* _EXERCISE DESCRIPTION_
Express the data below as a JSON list of strings, one string per line and no blank lines, covering only the stretch from the line containing "the white village" through the line containing "352], [762, 346]]", with both of those lines included.
* * * * *
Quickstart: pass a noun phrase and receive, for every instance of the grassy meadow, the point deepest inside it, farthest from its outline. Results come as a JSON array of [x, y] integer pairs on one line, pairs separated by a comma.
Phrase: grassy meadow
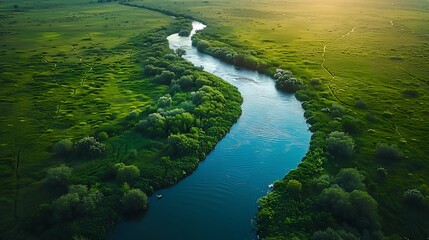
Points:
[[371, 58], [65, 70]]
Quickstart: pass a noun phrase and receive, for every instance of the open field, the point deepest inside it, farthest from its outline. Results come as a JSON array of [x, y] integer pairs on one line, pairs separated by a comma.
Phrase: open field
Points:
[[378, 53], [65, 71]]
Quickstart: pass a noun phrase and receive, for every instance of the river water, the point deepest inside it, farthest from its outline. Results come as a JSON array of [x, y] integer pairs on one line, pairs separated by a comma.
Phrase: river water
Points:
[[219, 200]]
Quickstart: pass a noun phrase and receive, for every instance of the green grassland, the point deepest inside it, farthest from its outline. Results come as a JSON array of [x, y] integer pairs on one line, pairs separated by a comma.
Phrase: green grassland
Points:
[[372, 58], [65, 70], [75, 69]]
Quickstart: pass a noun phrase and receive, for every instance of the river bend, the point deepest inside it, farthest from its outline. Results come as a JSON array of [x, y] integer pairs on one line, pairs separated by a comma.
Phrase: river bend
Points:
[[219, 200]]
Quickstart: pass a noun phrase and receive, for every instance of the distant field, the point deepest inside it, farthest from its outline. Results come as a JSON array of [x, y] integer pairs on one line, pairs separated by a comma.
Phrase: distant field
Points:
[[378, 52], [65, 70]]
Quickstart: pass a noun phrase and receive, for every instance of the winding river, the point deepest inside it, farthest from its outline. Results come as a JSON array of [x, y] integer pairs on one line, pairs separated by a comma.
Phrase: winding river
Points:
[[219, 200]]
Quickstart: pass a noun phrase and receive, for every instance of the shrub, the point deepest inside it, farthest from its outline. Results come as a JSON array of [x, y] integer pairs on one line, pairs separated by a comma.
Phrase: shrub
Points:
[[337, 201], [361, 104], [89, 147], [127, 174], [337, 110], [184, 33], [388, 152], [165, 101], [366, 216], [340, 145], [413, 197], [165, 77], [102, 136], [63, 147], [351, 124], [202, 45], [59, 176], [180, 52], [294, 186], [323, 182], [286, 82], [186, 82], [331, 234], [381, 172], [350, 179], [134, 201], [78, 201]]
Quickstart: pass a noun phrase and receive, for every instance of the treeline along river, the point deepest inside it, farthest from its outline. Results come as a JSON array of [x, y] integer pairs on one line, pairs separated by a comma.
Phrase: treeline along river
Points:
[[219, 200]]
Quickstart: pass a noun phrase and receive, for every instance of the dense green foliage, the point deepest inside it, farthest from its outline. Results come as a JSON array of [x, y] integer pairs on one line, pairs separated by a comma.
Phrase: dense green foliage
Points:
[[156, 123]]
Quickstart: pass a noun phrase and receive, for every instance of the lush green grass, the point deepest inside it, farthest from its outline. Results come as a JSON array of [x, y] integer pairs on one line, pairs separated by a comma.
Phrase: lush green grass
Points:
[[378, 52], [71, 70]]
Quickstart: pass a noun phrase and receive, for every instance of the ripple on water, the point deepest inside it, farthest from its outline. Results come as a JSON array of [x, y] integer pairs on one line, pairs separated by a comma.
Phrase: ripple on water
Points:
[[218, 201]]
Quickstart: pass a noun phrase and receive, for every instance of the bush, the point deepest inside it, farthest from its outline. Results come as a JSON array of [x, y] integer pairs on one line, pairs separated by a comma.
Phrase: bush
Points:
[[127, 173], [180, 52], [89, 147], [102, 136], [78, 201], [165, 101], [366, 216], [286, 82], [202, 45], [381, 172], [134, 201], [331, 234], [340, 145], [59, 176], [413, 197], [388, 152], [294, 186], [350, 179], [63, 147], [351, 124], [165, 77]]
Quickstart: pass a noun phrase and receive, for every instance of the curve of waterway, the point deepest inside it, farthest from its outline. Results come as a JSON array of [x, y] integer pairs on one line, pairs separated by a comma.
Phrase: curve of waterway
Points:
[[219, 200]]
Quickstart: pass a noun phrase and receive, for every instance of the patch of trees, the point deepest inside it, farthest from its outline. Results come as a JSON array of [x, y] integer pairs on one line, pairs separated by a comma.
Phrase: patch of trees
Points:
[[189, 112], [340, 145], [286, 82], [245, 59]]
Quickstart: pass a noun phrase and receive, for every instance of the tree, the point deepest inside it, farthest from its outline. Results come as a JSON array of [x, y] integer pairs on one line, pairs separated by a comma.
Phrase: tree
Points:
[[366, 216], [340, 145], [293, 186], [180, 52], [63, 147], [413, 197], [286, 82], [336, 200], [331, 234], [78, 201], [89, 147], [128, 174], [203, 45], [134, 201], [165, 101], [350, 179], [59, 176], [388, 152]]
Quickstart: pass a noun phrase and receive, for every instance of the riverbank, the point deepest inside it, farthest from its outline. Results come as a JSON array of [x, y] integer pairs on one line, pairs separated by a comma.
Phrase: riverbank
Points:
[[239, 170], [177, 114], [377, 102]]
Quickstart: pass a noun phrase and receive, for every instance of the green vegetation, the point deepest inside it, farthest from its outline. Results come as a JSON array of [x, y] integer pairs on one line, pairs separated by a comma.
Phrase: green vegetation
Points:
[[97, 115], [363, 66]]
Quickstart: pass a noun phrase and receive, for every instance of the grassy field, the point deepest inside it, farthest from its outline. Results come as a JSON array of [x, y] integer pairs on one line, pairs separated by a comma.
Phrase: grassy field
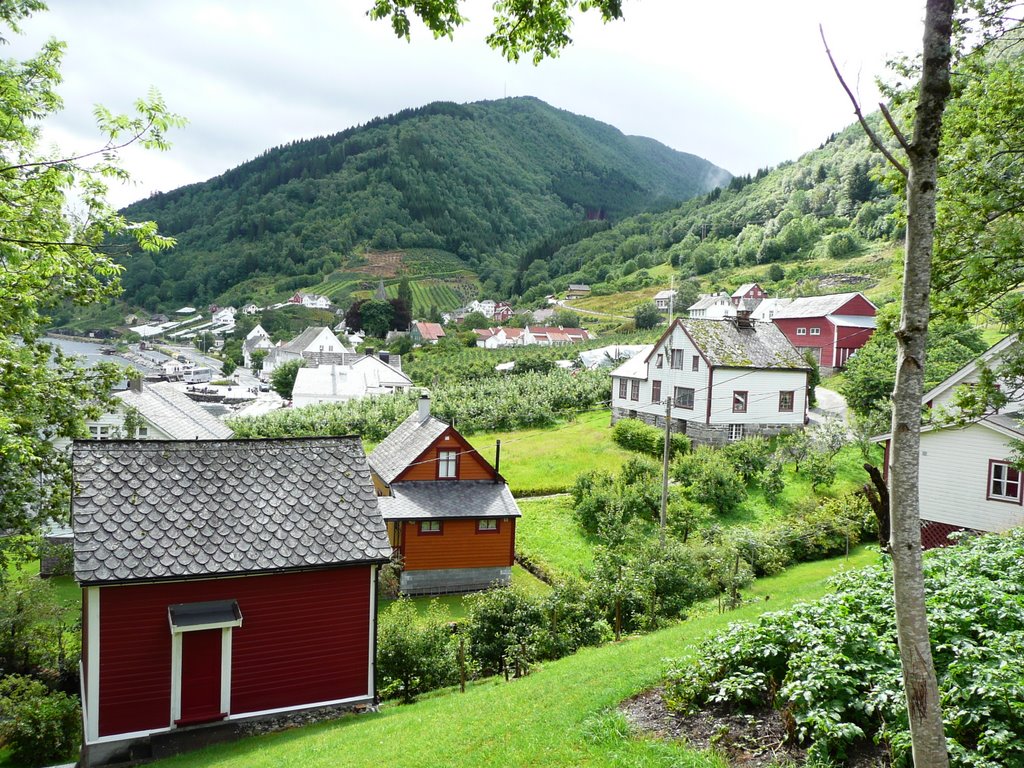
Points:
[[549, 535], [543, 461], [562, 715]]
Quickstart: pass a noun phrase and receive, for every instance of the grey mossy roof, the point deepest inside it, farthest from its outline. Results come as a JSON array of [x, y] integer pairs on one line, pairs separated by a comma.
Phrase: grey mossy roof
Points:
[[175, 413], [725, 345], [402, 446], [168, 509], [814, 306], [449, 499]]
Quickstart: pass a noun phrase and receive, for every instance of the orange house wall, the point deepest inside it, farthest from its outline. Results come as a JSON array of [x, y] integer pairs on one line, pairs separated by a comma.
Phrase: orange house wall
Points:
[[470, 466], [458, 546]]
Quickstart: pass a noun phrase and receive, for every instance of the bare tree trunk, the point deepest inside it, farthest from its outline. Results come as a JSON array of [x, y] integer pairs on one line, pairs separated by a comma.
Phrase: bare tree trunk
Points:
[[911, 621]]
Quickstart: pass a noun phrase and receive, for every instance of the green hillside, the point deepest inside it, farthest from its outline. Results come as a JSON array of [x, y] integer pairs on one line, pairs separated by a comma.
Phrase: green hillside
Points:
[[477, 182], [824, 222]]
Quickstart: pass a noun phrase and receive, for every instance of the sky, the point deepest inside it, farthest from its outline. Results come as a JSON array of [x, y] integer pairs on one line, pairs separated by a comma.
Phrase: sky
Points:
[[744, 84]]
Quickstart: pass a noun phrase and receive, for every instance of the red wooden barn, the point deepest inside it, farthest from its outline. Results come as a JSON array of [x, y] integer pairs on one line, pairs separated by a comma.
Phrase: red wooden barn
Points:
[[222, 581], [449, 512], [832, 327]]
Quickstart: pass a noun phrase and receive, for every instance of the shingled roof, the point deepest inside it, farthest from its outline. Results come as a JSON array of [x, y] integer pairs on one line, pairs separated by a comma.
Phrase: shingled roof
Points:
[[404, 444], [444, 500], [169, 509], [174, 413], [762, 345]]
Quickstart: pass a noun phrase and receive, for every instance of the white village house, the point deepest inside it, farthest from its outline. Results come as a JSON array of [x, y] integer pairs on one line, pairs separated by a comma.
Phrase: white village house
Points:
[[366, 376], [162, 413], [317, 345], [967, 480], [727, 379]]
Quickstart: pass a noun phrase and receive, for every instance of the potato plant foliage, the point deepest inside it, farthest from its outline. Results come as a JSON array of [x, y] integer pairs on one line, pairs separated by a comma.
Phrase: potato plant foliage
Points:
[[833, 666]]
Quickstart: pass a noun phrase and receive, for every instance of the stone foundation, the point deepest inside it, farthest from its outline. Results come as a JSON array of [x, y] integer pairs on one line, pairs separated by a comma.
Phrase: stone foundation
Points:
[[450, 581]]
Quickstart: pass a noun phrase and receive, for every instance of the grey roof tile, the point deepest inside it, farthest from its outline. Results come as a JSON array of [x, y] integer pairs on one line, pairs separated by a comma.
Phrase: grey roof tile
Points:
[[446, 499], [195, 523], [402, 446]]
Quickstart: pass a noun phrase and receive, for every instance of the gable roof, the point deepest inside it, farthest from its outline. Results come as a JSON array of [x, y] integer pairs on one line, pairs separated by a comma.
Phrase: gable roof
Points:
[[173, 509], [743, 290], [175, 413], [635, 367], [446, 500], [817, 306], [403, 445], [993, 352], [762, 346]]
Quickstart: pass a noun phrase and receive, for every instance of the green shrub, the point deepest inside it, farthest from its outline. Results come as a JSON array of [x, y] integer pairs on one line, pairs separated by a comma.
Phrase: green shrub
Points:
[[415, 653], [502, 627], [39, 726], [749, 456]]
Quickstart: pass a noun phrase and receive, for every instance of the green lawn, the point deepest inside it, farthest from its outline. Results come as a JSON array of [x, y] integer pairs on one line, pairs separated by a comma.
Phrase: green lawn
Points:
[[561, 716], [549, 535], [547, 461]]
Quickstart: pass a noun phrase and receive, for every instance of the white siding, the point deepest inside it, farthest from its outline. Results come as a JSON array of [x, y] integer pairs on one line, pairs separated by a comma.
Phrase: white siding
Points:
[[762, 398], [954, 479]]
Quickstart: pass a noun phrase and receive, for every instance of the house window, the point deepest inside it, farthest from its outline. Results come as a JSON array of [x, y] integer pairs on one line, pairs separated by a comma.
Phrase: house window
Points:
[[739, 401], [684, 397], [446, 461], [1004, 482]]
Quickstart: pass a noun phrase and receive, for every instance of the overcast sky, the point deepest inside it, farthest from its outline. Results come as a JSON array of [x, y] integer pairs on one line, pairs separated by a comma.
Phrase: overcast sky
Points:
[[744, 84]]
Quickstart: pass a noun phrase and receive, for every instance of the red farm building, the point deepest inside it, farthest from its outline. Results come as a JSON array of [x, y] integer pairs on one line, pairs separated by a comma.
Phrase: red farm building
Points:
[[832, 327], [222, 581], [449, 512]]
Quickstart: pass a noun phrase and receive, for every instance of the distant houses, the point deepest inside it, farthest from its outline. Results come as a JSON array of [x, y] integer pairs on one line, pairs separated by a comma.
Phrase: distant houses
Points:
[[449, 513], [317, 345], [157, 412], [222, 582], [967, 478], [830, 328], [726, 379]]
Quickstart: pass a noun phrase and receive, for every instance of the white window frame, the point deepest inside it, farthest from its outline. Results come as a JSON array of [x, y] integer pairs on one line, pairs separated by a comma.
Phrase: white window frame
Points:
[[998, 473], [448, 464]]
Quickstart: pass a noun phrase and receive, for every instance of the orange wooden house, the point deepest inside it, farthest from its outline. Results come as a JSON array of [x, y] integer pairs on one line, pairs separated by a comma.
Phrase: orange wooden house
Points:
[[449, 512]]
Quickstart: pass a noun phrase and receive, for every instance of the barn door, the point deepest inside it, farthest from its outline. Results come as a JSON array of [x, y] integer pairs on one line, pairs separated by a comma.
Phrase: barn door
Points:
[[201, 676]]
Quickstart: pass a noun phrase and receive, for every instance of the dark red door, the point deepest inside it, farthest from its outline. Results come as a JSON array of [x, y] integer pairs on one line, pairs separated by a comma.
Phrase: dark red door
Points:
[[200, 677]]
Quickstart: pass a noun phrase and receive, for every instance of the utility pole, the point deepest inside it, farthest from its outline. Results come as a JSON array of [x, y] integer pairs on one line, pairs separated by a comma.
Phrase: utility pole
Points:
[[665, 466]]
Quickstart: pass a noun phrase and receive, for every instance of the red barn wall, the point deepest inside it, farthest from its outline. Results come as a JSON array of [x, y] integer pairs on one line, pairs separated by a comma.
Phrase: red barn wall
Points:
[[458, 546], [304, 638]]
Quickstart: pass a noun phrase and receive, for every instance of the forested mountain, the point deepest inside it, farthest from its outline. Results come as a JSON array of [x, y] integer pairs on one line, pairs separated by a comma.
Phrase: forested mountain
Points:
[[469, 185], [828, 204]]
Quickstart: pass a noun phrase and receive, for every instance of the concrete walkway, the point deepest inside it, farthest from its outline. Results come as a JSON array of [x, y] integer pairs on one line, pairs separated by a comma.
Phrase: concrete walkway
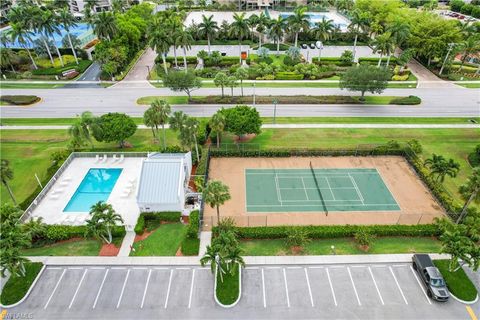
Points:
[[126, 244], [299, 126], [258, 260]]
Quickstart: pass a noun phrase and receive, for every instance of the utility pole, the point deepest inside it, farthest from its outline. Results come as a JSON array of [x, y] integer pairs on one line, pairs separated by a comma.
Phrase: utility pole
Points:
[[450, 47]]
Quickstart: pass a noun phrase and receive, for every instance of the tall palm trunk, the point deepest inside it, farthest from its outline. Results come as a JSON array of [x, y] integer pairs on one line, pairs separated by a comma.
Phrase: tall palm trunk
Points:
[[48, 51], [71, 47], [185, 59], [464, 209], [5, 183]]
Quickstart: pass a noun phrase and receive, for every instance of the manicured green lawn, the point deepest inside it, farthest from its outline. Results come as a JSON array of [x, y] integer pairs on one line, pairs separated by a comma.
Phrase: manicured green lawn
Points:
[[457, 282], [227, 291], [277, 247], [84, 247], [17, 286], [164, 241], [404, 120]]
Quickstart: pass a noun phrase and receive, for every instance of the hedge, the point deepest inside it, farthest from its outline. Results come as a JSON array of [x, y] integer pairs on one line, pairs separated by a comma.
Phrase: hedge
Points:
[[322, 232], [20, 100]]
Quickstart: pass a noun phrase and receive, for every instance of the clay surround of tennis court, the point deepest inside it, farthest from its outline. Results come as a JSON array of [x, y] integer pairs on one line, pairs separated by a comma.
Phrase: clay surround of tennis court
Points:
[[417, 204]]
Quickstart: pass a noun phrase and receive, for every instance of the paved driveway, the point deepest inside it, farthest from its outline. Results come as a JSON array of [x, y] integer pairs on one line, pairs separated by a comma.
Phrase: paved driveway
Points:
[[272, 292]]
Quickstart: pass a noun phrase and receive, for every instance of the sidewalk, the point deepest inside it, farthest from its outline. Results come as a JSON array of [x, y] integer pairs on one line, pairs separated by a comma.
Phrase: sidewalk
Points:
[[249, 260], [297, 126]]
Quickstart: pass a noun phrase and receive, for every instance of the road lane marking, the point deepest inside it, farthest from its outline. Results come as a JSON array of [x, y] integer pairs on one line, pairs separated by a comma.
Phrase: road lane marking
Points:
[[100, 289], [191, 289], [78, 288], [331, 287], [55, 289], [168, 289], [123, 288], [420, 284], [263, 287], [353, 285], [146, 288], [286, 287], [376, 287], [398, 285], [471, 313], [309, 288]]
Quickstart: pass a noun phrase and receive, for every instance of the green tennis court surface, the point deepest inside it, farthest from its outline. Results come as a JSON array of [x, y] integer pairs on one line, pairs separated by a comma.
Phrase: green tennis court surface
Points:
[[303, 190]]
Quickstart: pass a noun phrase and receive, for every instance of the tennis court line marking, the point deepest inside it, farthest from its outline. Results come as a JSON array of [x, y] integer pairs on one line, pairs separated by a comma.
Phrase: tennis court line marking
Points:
* * * * *
* _OUTPUT_
[
  "Quickstart: pass a noun phrase and receive, for every instance of the white village house, the point deepest inside it, farthest from its outline. Results come as a JSON array of [x, y] integer pairs on one line, pairs separated by a comma.",
  "Phrase: white village house",
  "Points:",
  "[[366, 376], [162, 413], [317, 345], [967, 480], [727, 379]]",
  "Quickstart: pass a noun phrase and receive, for every instance of the potato plant foliage, the point deepest inside it, farthest from its outline. Results come as a JSON array of [x, y] integer pairs on one line, pairs separated by a comma.",
  "Phrase: potato plant foliage",
  "Points:",
  "[[833, 666]]",
  "Quickstart: pass a noun phrase and receive, for every instance of the stone foundation, the point deepest inside it, farthest from its outline. Results come as a JSON array of [x, y] integer pairs on one line, pairs separated by a comma.",
  "Phrase: stone foundation",
  "Points:",
  "[[450, 581]]",
  "Quickstart: pass a noun phrase and receive, for every instance of the grey roof tile, the point deepest inside it, farthest from its outline. Results come as a JSON array of [x, y] integer pairs on one line, pairs separated by a comma.",
  "Phrase: grey roof tile",
  "Points:",
  "[[446, 499], [195, 523], [402, 446]]",
  "Quickstart: pass a noun phrase and receive, for every instance of the gable roof, the point deepest inside it, farthest from its outline. Results come as a JSON array of [x, y] integer pairs on one line, pairs separated by a comma.",
  "Phrase: gable roof",
  "Points:",
  "[[173, 509], [743, 290], [175, 413], [635, 367], [446, 500], [817, 306], [403, 445], [993, 352], [762, 346]]"
]